_The tasks_
1 - Decide whether each statement, (a) to (c), agrees with the Harvard volleyball article below. Answer yes or no for each, and quote the exact words from the article that settle it.
(a) Harvard has won nine games in a row.
(b) Harvard lost to Brown on Oct. 4 after four sets.
(c) Harvard plays its final regular-season games against Columbia and Cornell away from home.
2 - Carry on the Harvard volleyball article from its last sentence, adding a few sentences in the same style.

_Text excerpt_
---

Sophomore Corinne Bain, shown above, registered 11 kills in Harvard’s October victory over Cornell. Wins over Columbia and Cornell this weekend will preserve the Crimson’s Ivy title hopes.

In the past decade, no women’s volleyball team in the Ivy League has won the conference championship with more than two Ancient Eight losses. So, when the Harvard women’s volleyball team fell to 1-2 in conference play after a straight-set loss to Brown on Oct. 4, odds at making a run for the title looked bleak. There was seemingly only one option if the team wanted to accomplish its goal of claiming the league: win out.

And that’s just what the Crimson has done thus far.

Riding a nine-game winning streak, Harvard (17-4, 10-2 Ivy) enters this weekend tied with Yale atop the Ancient Eight standings with home games against Columbia and Cornell to round out the regular season schedule. With victories over the Lions and Big Red, the Crimson guarantees at least a one-game playoff with Yale and perhaps, with a Bulldogs loss, outright possession of the Ivy League throne.

---

_Record excerpts_
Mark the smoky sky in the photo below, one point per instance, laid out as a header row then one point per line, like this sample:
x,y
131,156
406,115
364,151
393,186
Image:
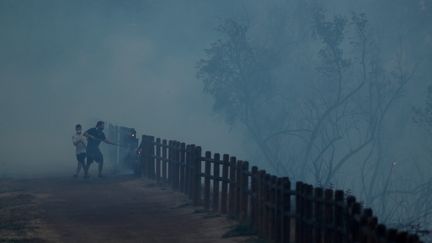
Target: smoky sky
x,y
131,63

---

_The replies_
1 -
(a) Yes: "Riding a nine-game winning streak"
(b) No: "a straight-set loss to Brown on Oct. 4"
(c) No: "with home games against Columbia and Cornell to round out the regular season schedule"

2 -
“Our entire season comes down to these last two games,” junior libero Sindhu Vegesena said. “After…going to five with both Princeton and Penn, we understand now more than ever that a few points in the fifth set can make or break us.”

While Harvard has been on top of its game over the past five weeks, Columbia (7-14, 3-9) finds itself trending in the opposite direction. After a 3-1 start on the season, the Lions have lost their last eight, including a 3-2 defeat to the Crimson to begin the streak.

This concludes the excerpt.